**SOURCE MATERIAL:**

• • • • •

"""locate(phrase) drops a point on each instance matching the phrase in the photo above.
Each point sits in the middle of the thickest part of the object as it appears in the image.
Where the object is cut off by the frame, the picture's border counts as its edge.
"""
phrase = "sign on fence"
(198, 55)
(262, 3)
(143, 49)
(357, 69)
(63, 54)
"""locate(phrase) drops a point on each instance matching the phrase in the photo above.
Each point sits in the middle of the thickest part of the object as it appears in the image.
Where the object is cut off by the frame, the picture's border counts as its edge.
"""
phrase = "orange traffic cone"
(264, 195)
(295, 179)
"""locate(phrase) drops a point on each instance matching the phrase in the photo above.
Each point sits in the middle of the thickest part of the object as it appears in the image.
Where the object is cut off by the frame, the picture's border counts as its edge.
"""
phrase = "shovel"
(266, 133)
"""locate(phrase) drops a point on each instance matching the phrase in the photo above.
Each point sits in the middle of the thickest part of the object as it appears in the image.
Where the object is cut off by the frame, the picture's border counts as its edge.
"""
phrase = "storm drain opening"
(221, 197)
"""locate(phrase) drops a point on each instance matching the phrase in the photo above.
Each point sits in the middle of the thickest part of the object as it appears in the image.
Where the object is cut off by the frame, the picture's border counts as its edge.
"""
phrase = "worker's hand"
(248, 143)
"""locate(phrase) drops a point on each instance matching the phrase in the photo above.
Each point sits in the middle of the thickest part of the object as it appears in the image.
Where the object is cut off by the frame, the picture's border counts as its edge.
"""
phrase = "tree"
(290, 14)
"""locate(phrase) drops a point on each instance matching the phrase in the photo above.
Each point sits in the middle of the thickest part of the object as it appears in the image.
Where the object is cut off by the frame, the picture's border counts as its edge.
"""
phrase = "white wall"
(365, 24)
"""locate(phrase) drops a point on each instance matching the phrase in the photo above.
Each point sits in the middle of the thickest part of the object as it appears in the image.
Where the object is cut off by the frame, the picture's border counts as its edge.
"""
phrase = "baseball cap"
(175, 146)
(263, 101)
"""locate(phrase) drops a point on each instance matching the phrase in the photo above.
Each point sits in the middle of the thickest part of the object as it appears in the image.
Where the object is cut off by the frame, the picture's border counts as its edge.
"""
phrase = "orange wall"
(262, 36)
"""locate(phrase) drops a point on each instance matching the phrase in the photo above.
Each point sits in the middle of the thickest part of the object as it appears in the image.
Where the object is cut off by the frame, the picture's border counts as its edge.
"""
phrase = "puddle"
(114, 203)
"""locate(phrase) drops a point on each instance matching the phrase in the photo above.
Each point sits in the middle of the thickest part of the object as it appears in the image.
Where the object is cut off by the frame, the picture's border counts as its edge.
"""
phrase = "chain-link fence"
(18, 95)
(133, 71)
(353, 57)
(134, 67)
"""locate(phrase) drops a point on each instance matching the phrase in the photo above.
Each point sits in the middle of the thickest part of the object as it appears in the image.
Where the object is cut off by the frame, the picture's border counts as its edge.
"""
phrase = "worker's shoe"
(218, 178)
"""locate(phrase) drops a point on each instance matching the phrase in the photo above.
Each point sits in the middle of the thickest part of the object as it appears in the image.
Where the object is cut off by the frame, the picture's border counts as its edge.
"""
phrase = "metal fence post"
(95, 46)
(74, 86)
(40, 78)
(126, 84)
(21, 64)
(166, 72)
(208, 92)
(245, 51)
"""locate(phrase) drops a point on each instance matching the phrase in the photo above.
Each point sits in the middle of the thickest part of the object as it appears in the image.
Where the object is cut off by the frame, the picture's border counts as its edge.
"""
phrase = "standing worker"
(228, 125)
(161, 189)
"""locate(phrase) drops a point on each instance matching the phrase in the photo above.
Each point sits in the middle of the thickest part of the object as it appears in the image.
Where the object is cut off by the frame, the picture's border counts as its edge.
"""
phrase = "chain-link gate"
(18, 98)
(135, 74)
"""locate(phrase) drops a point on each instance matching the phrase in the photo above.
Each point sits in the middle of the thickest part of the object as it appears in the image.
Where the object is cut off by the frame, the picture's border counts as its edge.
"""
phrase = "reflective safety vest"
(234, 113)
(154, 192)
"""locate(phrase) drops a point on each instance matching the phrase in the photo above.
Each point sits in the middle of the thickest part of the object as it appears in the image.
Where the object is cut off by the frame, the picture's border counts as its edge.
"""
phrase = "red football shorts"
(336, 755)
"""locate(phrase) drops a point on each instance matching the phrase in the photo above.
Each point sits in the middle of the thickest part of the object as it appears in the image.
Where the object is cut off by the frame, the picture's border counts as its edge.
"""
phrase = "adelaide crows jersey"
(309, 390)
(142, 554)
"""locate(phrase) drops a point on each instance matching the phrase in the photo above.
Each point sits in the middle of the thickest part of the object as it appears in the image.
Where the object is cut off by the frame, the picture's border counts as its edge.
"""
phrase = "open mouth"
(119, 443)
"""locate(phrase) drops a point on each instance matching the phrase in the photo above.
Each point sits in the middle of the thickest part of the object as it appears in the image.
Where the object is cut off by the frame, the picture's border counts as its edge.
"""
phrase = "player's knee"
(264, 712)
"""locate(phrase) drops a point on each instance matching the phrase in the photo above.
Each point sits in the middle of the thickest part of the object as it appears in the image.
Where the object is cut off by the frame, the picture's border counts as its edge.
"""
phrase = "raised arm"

• • • • •

Take the listing above and write it out again exactly.

**OUTPUT:**
"""locate(phrase) drops a point on each instance matching the phrase in the photo above.
Each point sits in the middle of the thickest part of the object as it appears in the image.
Where the object is cut off by the frame, the picture's border counts as its edge.
"""
phrase = "sign on fence"
(198, 55)
(262, 3)
(143, 49)
(357, 69)
(63, 54)
"""locate(phrase) drops a point on each instance matching the phrase in the photo above.
Each point sits in the middle of the thickest part of the object as it appears in the image.
Where the object is cut off by the frame, the picture's border counts as its edge.
"""
phrase = "orange traffic cone"
(264, 195)
(295, 179)
"""locate(phrase) drops a point on each instance matching the phrase in the photo above.
Each point sits in the middle of the thickest part of the object as it appears in the image.
Where the object is cut off by the frame, the picture's border counts as its edge.
"""
phrase = "shovel"
(266, 133)
"""locate(phrase) drops a point on each instance matching the phrase in the photo above.
Each point sits in the middle of the thickest part of the object as it appears in the image.
Where the object is cut off by the frame, the picture's border counts as its edge.
"""
phrase = "storm drain opening"
(221, 197)
"""locate(phrase) drops a point on each instance matching the phrase in the photo above.
Each point sits in the middle of the thickest part of the object as it appears in the image.
Where the object is cut off by the frame, the picture's border counts as its edge.
"""
phrase = "worker's hand"
(248, 143)
"""locate(phrase) drops a point on each instance matching the phrase in the photo above.
Each point sits in the middle of the thickest part of the object as it appears in the image.
Where the object is cut off by the frame, the picture's border counts as its edge.
"""
phrase = "tree"
(290, 14)
"""locate(phrase) drops a point on each instance matching the phrase in the photo above.
Each point sits in the middle of the thickest part of the object as it appears in the image.
Where the object is cut off by the frame, the picture's border counts as its edge.
"""
phrase = "white wall"
(365, 24)
"""locate(phrase) drops a point on each instance matching the phrase in the photo above.
Each point sits in the middle of the thickest part of the object as it appears in the image.
Where the object is cut off by the frame, the picture's border counts as its edge.
"""
phrase = "baseball cap"
(175, 146)
(263, 101)
"""locate(phrase) drops a point on each instance matching the phrase in the photo above.
Each point sits in the middle of the thickest part of the object as it appears in the image.
Where the object is cut off by the frame, the picture's border counts as its edge.
"""
phrase = "orange wall"
(262, 36)
"""locate(phrase) drops a point on each instance matching the phrase in the photo above.
Each point sits in the middle of the thickest part of the object as it appears in the image.
Where the object is cut off by the frame, the picture's border counts as its edge.
"""
phrase = "puddle"
(114, 203)
"""locate(phrase) drops a point on each instance matching the phrase in the photo above.
Each point sits in the middle of the thickest part of the object as it appears in the image.
Where the object is cut off by the frame, the picture's border counts as its edge.
"""
phrase = "chain-link fence"
(18, 95)
(133, 71)
(353, 57)
(134, 67)
"""locate(phrase) drops a point on each instance matching the phrase in the photo above.
Each point sits in the middle of the thickest part of the object as it appears in the image.
Where the object is cut off by the frame, the picture's border counts as its edge.
"""
phrase = "worker's shoe"
(218, 178)
"""locate(phrase) drops a point on each instance matching the phrase in the photo above.
Each point sits in the middle of the thickest part of the object as it appears in the image.
Where the object is cut off by the frame, the picture's border counts as its edge.
"""
phrase = "metal fence post"
(95, 46)
(74, 86)
(40, 78)
(126, 84)
(21, 64)
(166, 72)
(208, 92)
(245, 51)
"""locate(phrase) drops a point on each instance matching the phrase in the photo above.
Each point sits in the middle of the thickest part of the object as it appears in the image.
Where the object is cut off by the frame, the picture's border counts as its edge.
"""
phrase = "standing worker"
(228, 125)
(161, 189)
"""locate(phrase) drops a point on each instance matching the phrase in the photo above.
Each point sits in the middle of the thickest part of the object as it appears in the image.
Where the object is cut off by the frame, the picture's border counts as its edge.
"""
phrase = "chain-link gate"
(18, 98)
(135, 74)
"""locate(phrase) drops a point on each instance matching the phrase in the photo above.
Each point sits in the middle of the thickest part of the object as it appears in the image.
Where the object is cut off by the frame, the picture's border counts as its edge.
"""
phrase = "reflective safety vest"
(234, 113)
(154, 192)
"""locate(phrase) drops a point on each instance matching the phrase in the photo above.
Each point sits in the middle of the thickest part of the object as it appears in the image.
Where the object is cut off by the frame, the picture's border counts as its edge.
"""
phrase = "red football shorts"
(336, 755)
"""locate(phrase) drops a point on each instance matching the phrase in the photo above.
Each point sits in the middle of the thickest part of the object as it appears in the image.
Where the object is cut off by the frame, the picture's border counts as its edge.
"""
phrase = "adelaide crows jersey"
(309, 390)
(142, 554)
"""locate(phrase) drops a point on each instance matching the phrase in the photo above.
Each point sits in the middle of the thickest part of the object as it appears in the image.
Where the object is cut off by the frame, the picture's border counts as its edge.
"""
phrase = "open mouth"
(119, 443)
"""locate(phrase) drops a point on each instance matching the phrase in the photo above.
Each point sits in the middle of the thickest part of the object as it appears in the image.
Where the object is cut off by the frame, the picture's border counts as its edge.
"""
phrase = "player's knee"
(264, 712)
"""locate(phrase) drops a point on each instance matching the phrase in the photo above.
Each point sits in the middle of the thickest part of the object as it appears in the image.
Where the object is cut off by the frame, the picture's border counts as its edge.
"""
phrase = "raised arm"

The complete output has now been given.